Start Document segment

BY REV. WILLIAM C. CHILD,

Pastor of the Baptist Church, Framingham, Mass.

1. On the Discrepancy between the Sabellian and Athanasian Method of Representing the Doctrine of the Trinity. By Dr. FREDERIC SCHLEIERMACHER, late Professor in the University of Berlin. Translated, with Notes and Illustrations, by M. STUART, Prof. Sacred Lit. in the Theol. Sem., Andover. Biblical Repository, April and July, 1835.

2. God in Christ; Three Discourses delivered at New-Haven, Cambridge and Andover, with a Preliminary Dissertation on Language. By HORACE BUSHNELL. Hartford: Brown & Parsons. 1849.

End Document segment
Start Data records

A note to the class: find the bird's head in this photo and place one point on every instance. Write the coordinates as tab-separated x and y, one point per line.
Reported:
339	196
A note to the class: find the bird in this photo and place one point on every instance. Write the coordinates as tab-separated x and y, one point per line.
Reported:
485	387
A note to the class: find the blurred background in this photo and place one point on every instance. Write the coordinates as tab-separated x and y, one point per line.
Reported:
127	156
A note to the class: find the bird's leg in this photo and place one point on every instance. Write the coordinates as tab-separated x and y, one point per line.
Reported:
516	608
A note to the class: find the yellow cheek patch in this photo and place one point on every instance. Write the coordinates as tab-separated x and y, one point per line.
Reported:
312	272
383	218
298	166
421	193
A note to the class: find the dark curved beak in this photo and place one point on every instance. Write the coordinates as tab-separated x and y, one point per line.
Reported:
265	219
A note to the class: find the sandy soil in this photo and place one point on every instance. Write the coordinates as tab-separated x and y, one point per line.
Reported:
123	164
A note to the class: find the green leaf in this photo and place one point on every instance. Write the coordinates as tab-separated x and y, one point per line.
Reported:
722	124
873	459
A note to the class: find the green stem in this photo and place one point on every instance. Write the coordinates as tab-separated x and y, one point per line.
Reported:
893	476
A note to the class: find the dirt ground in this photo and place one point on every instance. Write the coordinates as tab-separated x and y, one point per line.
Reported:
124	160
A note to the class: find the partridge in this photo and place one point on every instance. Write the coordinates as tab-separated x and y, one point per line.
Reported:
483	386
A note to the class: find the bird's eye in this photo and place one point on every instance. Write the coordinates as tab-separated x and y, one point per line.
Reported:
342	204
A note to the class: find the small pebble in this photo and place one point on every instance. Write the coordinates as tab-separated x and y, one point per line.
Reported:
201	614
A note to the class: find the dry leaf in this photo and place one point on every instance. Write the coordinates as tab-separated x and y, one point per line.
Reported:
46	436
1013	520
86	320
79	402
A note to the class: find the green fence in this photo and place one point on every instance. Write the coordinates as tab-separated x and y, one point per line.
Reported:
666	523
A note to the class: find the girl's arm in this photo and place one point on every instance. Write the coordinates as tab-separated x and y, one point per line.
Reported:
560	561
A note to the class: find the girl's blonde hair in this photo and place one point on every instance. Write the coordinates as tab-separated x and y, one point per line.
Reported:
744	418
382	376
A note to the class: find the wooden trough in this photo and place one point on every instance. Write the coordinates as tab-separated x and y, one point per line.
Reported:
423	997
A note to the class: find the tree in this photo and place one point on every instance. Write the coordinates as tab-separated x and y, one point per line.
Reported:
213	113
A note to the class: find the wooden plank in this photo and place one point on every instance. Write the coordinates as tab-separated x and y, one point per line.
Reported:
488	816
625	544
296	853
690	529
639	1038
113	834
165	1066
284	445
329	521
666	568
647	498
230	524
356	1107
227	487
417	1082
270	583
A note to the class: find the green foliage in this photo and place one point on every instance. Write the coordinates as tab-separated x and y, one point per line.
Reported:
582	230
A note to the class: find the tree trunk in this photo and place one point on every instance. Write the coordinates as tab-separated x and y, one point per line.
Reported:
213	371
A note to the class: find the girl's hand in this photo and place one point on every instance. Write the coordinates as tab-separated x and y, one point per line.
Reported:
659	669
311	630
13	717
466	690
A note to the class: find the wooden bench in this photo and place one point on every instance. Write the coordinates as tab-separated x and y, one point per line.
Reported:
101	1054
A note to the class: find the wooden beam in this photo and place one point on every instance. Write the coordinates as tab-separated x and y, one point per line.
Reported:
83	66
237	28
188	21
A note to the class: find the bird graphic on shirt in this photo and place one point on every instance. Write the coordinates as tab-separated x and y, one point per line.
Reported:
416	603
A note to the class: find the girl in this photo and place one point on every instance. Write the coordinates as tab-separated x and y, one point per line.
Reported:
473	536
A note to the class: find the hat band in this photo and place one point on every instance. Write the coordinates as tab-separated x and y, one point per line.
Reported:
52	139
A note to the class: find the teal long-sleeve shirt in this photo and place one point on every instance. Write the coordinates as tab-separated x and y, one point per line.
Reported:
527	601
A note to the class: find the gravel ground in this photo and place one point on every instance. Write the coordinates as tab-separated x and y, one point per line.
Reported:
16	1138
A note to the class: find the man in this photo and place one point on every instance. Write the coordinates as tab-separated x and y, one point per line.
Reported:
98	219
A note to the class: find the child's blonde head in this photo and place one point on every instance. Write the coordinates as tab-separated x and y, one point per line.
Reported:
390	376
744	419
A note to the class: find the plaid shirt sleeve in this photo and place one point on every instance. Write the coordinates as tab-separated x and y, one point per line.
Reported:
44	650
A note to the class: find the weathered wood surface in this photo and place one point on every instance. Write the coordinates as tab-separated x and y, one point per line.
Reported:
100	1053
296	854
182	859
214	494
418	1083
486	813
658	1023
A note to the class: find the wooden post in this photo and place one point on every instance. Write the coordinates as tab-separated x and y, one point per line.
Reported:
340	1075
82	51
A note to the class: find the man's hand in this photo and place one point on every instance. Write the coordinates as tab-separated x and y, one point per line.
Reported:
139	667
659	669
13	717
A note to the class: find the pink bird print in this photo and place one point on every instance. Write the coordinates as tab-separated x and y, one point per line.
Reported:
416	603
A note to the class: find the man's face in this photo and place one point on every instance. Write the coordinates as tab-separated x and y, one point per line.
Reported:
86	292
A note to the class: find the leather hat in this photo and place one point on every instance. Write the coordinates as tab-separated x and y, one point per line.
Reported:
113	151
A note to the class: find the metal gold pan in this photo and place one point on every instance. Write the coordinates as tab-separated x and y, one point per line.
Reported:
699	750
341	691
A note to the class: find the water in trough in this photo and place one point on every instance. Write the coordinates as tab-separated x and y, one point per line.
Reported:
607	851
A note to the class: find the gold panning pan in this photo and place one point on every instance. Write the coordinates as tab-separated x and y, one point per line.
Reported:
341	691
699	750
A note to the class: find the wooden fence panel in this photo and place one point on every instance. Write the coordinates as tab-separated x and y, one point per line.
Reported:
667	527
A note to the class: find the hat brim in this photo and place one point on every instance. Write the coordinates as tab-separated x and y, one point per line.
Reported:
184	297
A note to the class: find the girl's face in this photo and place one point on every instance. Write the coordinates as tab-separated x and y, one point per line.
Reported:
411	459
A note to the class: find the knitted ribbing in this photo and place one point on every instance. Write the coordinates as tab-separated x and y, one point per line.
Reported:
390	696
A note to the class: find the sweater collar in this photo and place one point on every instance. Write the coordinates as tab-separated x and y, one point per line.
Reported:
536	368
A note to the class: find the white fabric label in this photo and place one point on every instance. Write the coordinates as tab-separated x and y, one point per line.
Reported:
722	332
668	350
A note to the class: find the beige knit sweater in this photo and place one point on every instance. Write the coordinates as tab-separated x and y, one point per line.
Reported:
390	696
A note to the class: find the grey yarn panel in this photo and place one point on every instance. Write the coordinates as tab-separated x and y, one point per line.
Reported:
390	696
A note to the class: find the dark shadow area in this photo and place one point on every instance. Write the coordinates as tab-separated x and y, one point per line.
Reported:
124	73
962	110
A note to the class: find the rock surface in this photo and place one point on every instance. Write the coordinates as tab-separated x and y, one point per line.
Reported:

End Data records

Task statement: Write what comes next in the text on the doctrine of the Trinity, starting after its entry for Bushnell's "God in Christ."

Right answer:
THE publications placed at the head of this article have exerted, and are still exerting, a very powerful influence. They show what have been some of the workings of the human mind on theological topics, and at what points it has often labored. In every age of the Christian Church, or since the doctrines pertaining to the Divine Existence have been fully revealed, efforts have been made to comprehend the philosophy of them, and reconcile them with those conceptions, which, consistently with reason, come within the scope of man's intellect. Speculation is no novelty. A mode of conceiving a truth may be suggested to an individual by the action of his own mind, and he may suppose, consequently, that new light has been shed upon the world, through himself, as a medium; but an acquaintance with the history of opinions will overturn all his claims to originality, by informing him that his fresh, and to him new views, have, ages since, been taken by others, and have afterwards been abandoned as false. A familiarity with the history of theological thinking is attended with at least one benefit, that of satisfying us that what often passes for novelty is not such, while it tends to teach and inspire a proper humility touching matters that are beyond us.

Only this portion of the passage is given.